--- Given entries Enclosed Below ---

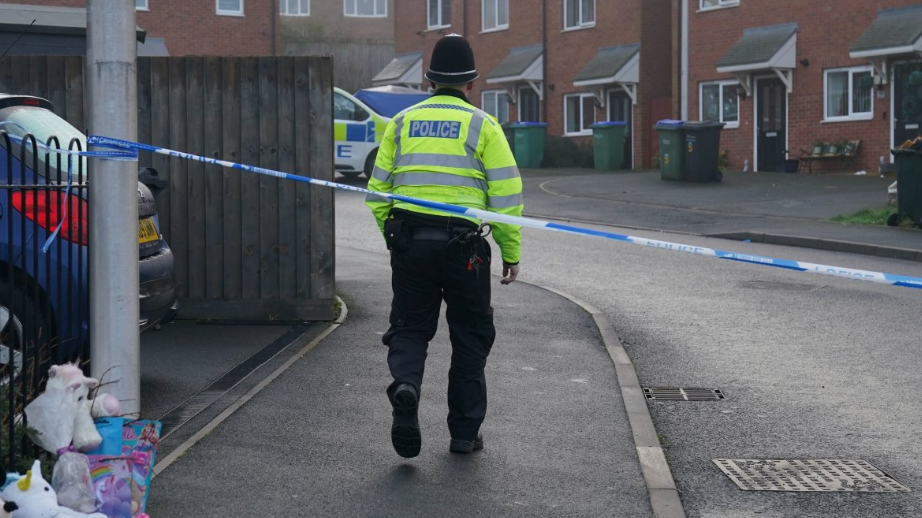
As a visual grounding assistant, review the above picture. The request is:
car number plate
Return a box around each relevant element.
[138,218,159,244]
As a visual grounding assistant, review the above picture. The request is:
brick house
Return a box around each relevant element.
[683,0,922,173]
[2,0,277,56]
[392,0,674,169]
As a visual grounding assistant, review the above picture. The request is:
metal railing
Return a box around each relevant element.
[0,130,90,471]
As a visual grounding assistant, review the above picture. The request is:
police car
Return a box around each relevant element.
[333,87,390,179]
[334,86,429,179]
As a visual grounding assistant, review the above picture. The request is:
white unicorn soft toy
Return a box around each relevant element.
[0,461,105,518]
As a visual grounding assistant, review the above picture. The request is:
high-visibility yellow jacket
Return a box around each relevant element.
[365,90,523,264]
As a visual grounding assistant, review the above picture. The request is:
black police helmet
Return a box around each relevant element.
[425,34,479,86]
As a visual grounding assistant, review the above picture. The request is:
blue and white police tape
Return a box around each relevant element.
[86,134,922,292]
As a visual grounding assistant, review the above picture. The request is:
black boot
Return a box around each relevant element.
[449,432,484,454]
[391,383,421,458]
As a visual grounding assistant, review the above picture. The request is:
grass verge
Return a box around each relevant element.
[830,206,903,227]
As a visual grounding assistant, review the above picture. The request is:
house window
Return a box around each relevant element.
[482,0,508,32]
[345,0,386,18]
[519,87,540,122]
[700,81,739,127]
[428,0,451,29]
[700,0,739,10]
[216,0,243,15]
[136,0,148,10]
[564,0,594,30]
[281,0,309,15]
[482,90,509,124]
[564,93,596,136]
[825,67,873,121]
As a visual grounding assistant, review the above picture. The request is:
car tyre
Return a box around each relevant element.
[0,277,52,383]
[364,148,379,178]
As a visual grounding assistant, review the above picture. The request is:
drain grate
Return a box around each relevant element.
[643,388,725,401]
[713,459,911,492]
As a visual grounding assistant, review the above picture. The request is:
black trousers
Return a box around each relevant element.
[382,226,496,441]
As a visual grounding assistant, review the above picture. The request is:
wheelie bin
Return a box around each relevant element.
[654,120,685,181]
[590,121,627,171]
[510,122,546,168]
[889,148,922,227]
[683,121,726,183]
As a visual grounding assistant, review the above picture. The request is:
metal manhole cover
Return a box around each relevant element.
[643,388,725,401]
[737,280,819,291]
[713,459,911,492]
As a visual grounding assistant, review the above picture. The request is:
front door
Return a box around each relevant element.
[607,89,633,169]
[893,62,922,148]
[756,78,787,172]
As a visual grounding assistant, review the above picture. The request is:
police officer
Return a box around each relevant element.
[365,34,523,459]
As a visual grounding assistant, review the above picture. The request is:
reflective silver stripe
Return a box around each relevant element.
[488,192,523,209]
[395,152,484,172]
[371,165,392,183]
[393,114,405,163]
[365,191,390,203]
[485,165,520,182]
[394,172,488,192]
[466,112,485,156]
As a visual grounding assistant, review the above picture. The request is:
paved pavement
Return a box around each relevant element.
[147,246,654,517]
[143,167,921,517]
[523,168,922,260]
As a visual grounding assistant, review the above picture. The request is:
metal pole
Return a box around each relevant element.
[86,0,140,415]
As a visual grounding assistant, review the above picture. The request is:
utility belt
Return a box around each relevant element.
[384,210,490,274]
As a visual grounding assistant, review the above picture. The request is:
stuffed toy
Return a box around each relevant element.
[0,461,105,518]
[0,471,18,518]
[46,364,102,452]
[89,394,121,420]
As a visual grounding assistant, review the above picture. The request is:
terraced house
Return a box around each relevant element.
[683,0,922,173]
[388,0,674,169]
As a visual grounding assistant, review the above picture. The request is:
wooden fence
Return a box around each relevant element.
[281,41,394,94]
[0,56,335,322]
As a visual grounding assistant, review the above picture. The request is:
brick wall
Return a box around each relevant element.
[688,0,921,173]
[394,0,674,169]
[21,0,276,56]
[280,0,394,44]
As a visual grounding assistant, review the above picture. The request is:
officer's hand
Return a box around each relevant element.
[501,263,519,285]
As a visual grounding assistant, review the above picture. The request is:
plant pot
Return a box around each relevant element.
[783,159,799,173]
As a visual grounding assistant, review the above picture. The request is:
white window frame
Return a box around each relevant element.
[823,66,874,122]
[563,0,595,31]
[216,0,244,16]
[482,90,509,124]
[699,0,739,12]
[563,92,596,136]
[699,80,740,128]
[428,0,451,29]
[281,0,310,16]
[482,0,509,33]
[344,0,387,18]
[136,0,149,11]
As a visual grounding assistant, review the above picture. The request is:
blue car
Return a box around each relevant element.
[0,94,178,374]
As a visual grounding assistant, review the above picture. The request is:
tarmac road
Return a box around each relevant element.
[334,169,922,518]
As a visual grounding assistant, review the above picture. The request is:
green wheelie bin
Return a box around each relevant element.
[590,121,627,171]
[510,122,546,168]
[654,120,685,181]
[890,148,922,227]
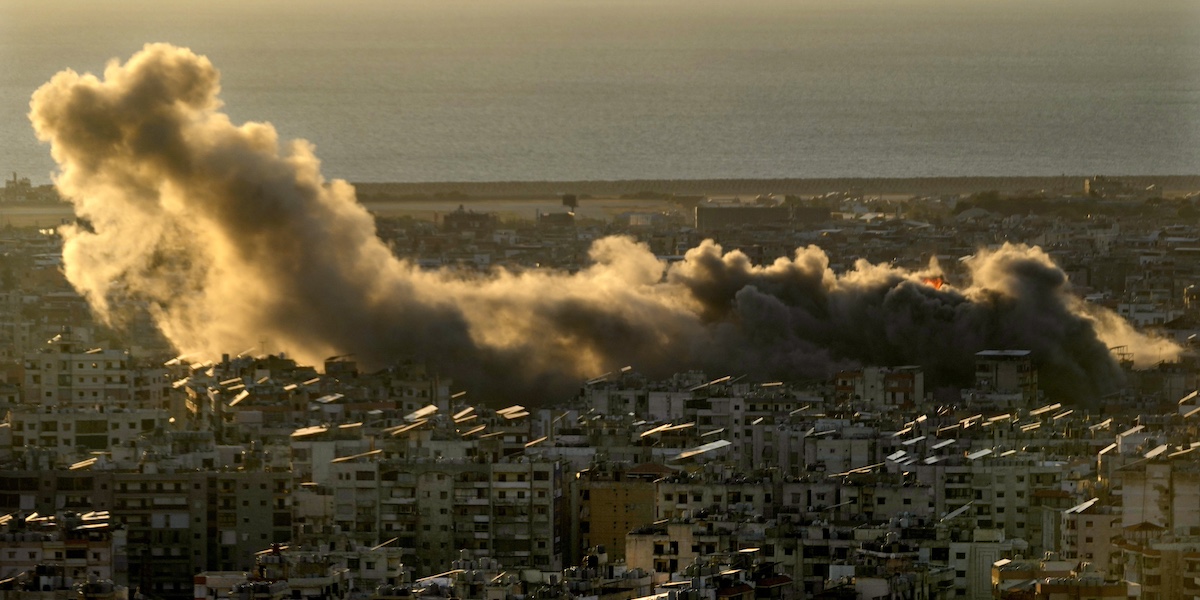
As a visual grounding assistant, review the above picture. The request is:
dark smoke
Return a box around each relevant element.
[670,241,1162,403]
[29,44,1179,405]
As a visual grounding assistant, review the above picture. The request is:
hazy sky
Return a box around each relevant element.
[4,0,1199,182]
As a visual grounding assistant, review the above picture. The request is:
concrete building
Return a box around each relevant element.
[1113,532,1200,600]
[7,406,168,455]
[22,335,133,406]
[974,350,1038,405]
[0,511,121,584]
[834,366,925,408]
[1061,502,1122,580]
[574,463,666,563]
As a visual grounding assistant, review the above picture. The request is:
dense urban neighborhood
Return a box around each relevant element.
[4,176,1200,600]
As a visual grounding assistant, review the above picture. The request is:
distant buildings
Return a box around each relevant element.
[1,173,59,204]
[693,205,829,231]
[1,183,1200,599]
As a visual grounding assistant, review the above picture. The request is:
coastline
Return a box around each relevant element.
[354,175,1200,199]
[5,174,1199,228]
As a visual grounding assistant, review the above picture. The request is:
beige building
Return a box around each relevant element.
[1113,531,1200,600]
[22,335,133,406]
[321,448,567,578]
[1117,459,1200,534]
[7,406,168,456]
[576,463,667,561]
[1061,502,1122,579]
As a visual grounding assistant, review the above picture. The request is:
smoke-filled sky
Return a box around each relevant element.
[30,45,1181,405]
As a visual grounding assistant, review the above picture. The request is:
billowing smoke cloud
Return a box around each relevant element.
[30,44,1179,405]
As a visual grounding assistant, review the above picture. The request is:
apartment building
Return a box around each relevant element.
[0,512,120,583]
[7,406,168,453]
[22,334,133,406]
[574,463,666,563]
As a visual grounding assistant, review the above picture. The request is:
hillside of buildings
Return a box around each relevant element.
[2,176,1200,600]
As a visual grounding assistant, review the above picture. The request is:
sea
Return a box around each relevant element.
[2,0,1199,186]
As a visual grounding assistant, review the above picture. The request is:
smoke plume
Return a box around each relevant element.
[30,45,1179,404]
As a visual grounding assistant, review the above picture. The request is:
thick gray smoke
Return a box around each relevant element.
[30,45,1179,404]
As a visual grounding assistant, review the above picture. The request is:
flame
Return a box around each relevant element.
[922,276,945,290]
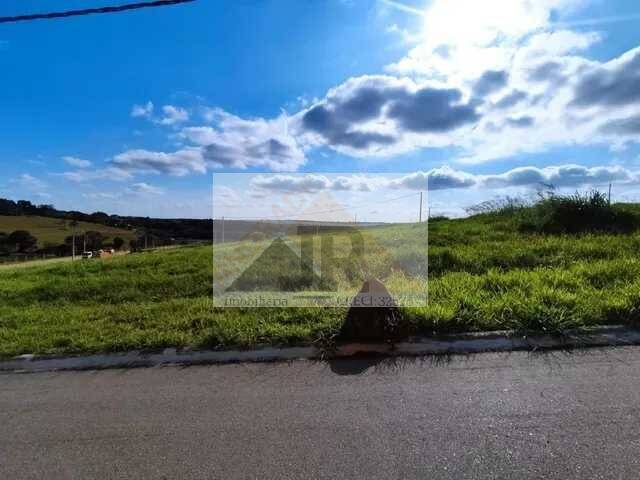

--- End of Enclosed Given entries ---

## Required action
Lines with "smoke": return each one from the data above.

## Task result
dark smoke
smoke-filled sky
billowing smoke cloud
smoke plume
thick gray smoke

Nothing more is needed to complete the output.